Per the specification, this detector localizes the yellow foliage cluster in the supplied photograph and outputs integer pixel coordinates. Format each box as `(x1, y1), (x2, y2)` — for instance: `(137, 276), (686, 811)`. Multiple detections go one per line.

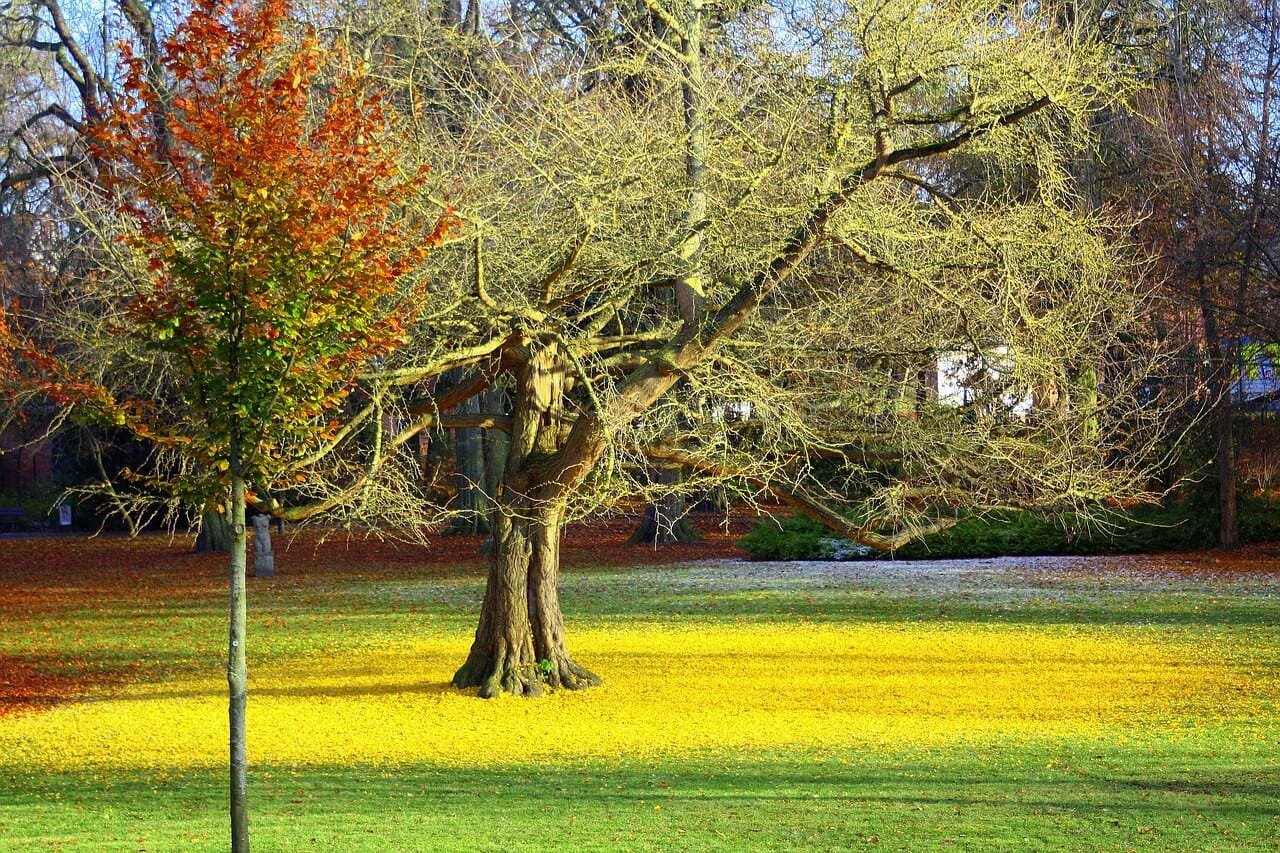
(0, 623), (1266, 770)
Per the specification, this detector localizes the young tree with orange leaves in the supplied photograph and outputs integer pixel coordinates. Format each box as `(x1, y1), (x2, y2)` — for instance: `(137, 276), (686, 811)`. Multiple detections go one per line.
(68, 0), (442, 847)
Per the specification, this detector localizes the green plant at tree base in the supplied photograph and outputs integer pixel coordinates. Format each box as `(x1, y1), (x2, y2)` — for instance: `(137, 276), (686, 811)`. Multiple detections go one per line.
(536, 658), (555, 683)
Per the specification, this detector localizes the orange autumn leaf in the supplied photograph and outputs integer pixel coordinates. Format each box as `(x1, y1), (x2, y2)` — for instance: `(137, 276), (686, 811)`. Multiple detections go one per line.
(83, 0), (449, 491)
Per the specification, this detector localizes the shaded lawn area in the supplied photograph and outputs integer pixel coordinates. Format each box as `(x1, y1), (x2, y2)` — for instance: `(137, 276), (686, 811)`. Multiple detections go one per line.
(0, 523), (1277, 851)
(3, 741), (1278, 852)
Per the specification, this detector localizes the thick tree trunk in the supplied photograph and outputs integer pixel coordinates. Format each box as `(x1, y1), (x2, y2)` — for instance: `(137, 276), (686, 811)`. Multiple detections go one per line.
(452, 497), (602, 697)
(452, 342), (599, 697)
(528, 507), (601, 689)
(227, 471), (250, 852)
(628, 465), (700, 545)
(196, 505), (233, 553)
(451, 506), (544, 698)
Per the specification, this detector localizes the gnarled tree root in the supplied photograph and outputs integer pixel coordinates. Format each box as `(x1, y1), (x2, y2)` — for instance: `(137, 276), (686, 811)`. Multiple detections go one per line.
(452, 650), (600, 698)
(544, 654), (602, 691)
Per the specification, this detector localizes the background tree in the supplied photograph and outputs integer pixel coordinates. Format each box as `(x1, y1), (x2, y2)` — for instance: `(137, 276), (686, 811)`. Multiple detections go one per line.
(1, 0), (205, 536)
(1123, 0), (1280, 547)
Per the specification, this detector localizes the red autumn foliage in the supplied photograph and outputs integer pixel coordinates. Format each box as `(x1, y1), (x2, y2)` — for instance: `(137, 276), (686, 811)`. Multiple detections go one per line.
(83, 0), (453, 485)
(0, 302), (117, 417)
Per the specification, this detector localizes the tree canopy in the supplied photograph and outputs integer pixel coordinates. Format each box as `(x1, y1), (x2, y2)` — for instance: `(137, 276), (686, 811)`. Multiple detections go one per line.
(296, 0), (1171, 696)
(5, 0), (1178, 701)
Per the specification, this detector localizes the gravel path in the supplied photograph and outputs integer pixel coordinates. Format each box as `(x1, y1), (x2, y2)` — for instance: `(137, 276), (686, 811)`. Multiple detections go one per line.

■ ■ ■ ■

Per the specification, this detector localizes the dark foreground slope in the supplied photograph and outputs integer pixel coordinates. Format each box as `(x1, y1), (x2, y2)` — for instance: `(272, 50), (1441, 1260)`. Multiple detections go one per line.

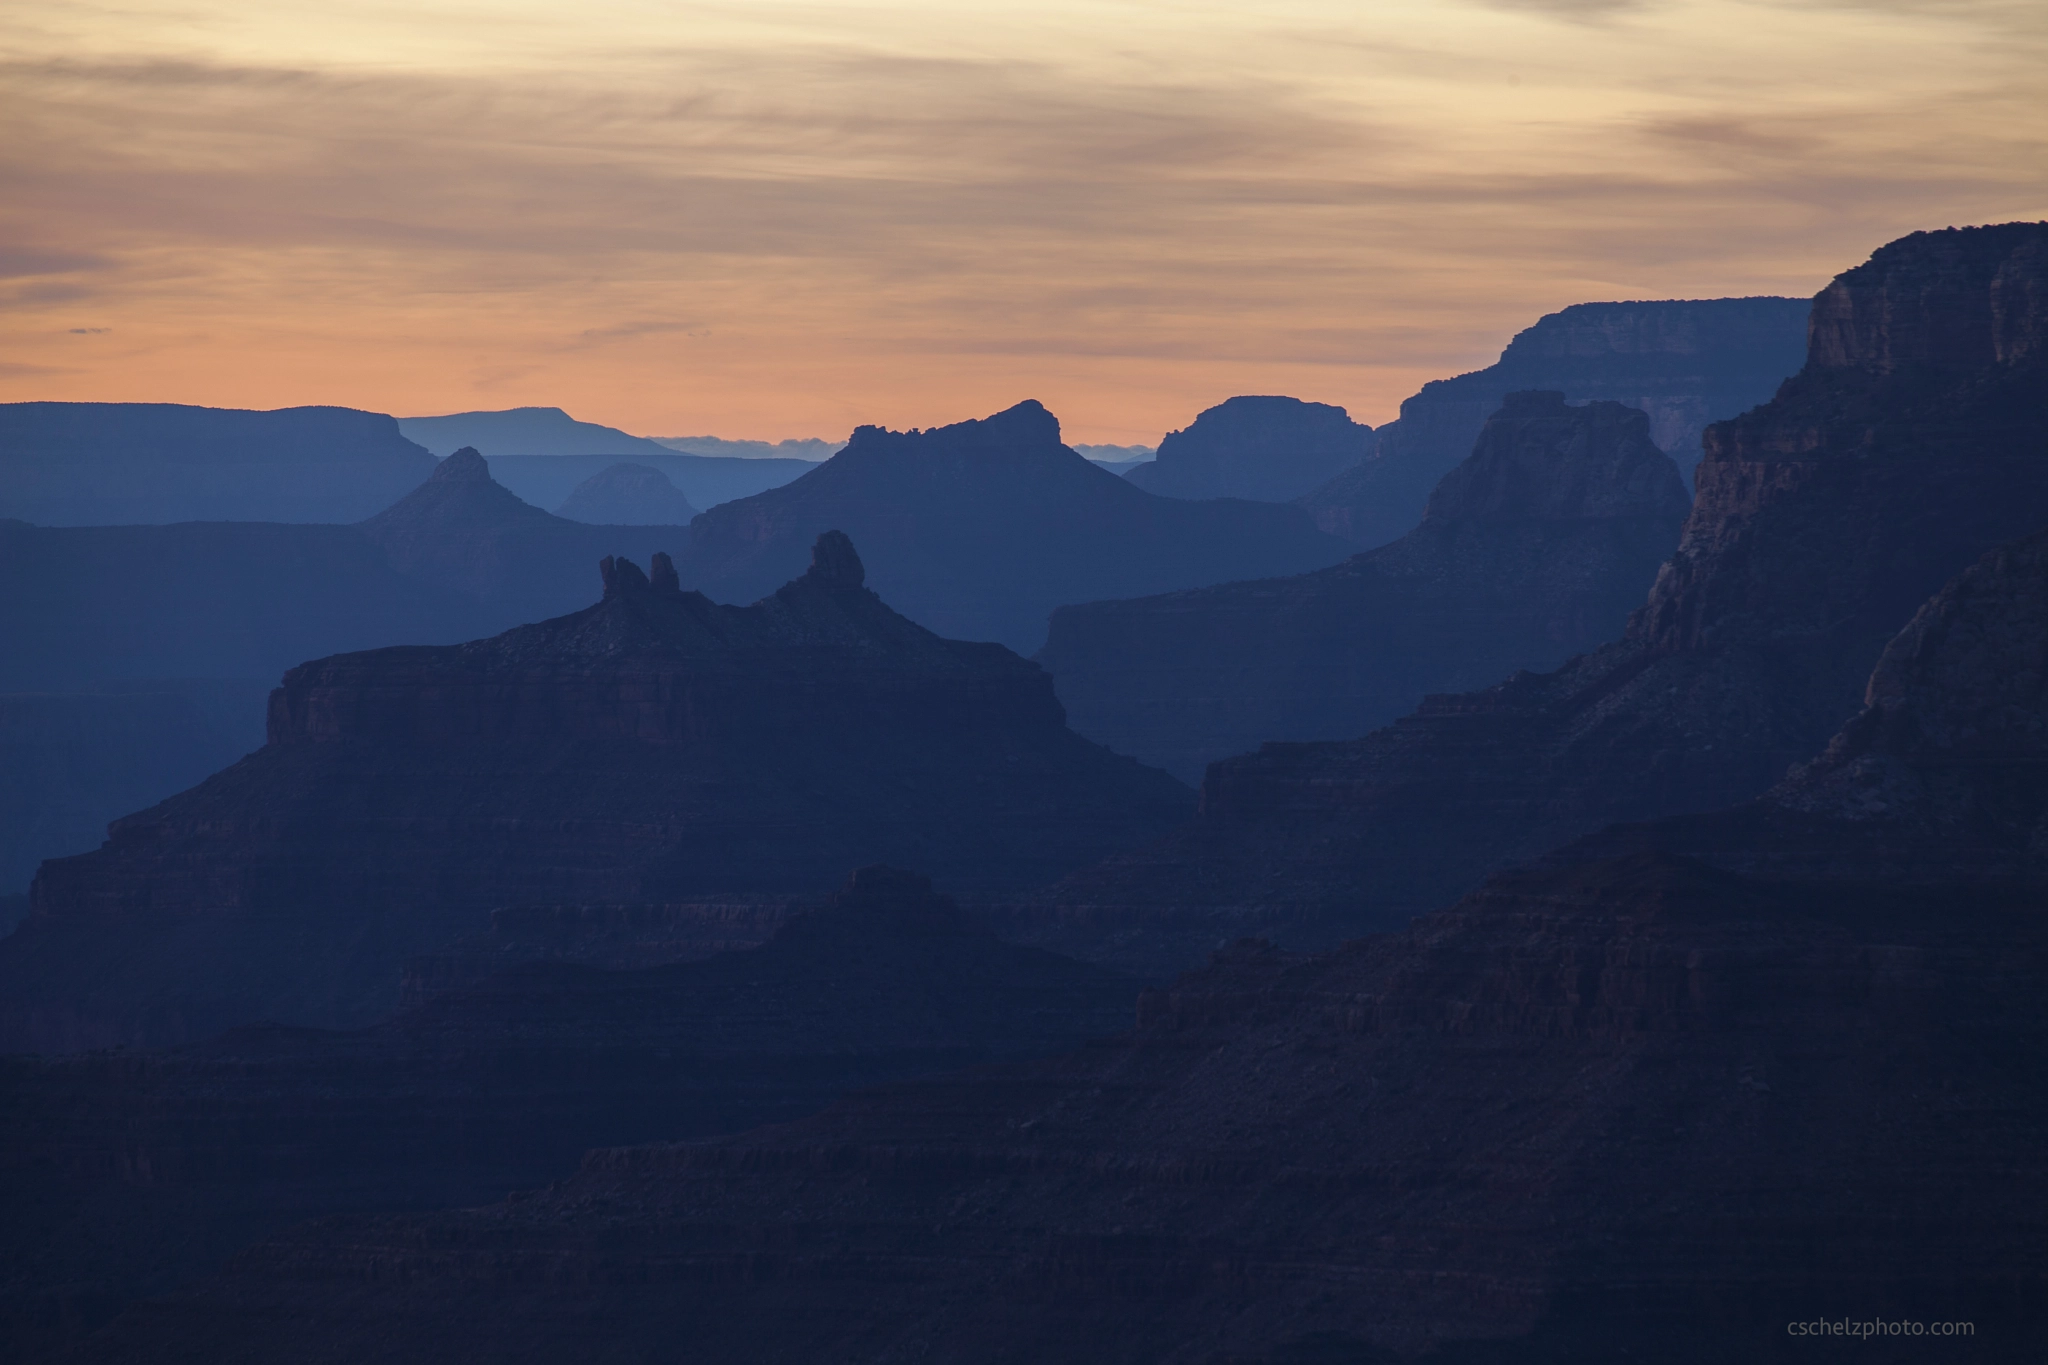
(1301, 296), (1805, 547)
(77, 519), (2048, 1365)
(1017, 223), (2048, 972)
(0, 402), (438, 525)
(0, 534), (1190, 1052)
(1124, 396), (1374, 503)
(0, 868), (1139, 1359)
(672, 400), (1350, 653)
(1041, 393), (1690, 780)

■ ■ ■ ■

Taking the records above, retype every line from the one with "Per the specification, this detector localizes the gnarled" down to the one with "Per the specification, this detector localizes the gravel", exactly and with nothing else.

Per the specification, this detector localizes the gnarled tree root in the supplied photograph and outputs integer pixel coordinates. Format each box as `(x1, y1), (x2, y2)` — for instance: `(137, 276), (686, 811)`. Multiple detections go one per line.
(452, 650), (600, 698)
(544, 654), (602, 691)
Per the specification, this detector localizes the background tree in the supplied photograph and outputs integer pixel coordinates. Format each box as `(x1, y1), (x2, y2)` — for instance: `(137, 276), (686, 811)`. Multiple detections go one per line.
(1, 0), (205, 536)
(1123, 0), (1280, 547)
Per the specification, this detector localizes the red autumn foliage in the supplied photograph and outputs integer pixel coordinates. Format each box as `(x1, y1), (x2, y2)` — for instance: `(137, 276), (686, 811)`. Multiple detections go one per line.
(83, 0), (453, 485)
(0, 302), (117, 417)
Per the specification, this detector localizes the tree canopy in the supplied photograph and outputs integer pixel coordinates. Format each box as `(x1, y1), (x2, y2)` — for instance: `(137, 276), (686, 811)`. Multiple detections go one per line.
(296, 0), (1171, 696)
(5, 0), (1178, 701)
Per the specification, this detector localizes the gravel path in the supplied photograph and outputs integer pixel coordinates. Format each box as `(x1, y1), (x2, y2)` — for instance: `(137, 276), (686, 811)`. Multiple detections go one per line.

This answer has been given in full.